*What you have to do*. Go through the listing and copy every line word for word.
Input material section start
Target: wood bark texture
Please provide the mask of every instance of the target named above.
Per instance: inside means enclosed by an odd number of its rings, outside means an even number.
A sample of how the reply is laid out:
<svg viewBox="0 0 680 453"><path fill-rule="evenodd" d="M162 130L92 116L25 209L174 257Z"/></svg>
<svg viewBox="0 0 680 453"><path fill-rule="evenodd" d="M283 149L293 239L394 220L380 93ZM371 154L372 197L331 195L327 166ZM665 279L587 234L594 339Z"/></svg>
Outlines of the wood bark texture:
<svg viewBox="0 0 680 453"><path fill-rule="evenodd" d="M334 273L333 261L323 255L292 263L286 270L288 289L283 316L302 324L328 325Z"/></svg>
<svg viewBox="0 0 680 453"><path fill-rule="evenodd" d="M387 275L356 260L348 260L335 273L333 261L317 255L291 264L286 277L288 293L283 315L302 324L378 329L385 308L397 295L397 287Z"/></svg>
Input material section end
*Task output*.
Target: wood bark texture
Please provide the mask of every instance of the target named above.
Per instance: inside means enclosed by an odd number of its rings, outside means an even number.
A sample of how the reply is laid out:
<svg viewBox="0 0 680 453"><path fill-rule="evenodd" d="M162 130L92 116L25 209L174 257Z"/></svg>
<svg viewBox="0 0 680 453"><path fill-rule="evenodd" d="M283 149L293 239L394 220L380 93ZM371 154L372 197L331 195L327 166ZM665 279L587 234L594 339Z"/></svg>
Outlines of the wood bark texture:
<svg viewBox="0 0 680 453"><path fill-rule="evenodd" d="M334 273L333 261L323 255L292 263L286 270L288 289L283 316L302 324L328 325Z"/></svg>
<svg viewBox="0 0 680 453"><path fill-rule="evenodd" d="M387 275L356 260L348 260L335 273L333 261L317 255L291 264L286 277L288 293L283 315L302 324L378 329L385 308L397 295L397 287Z"/></svg>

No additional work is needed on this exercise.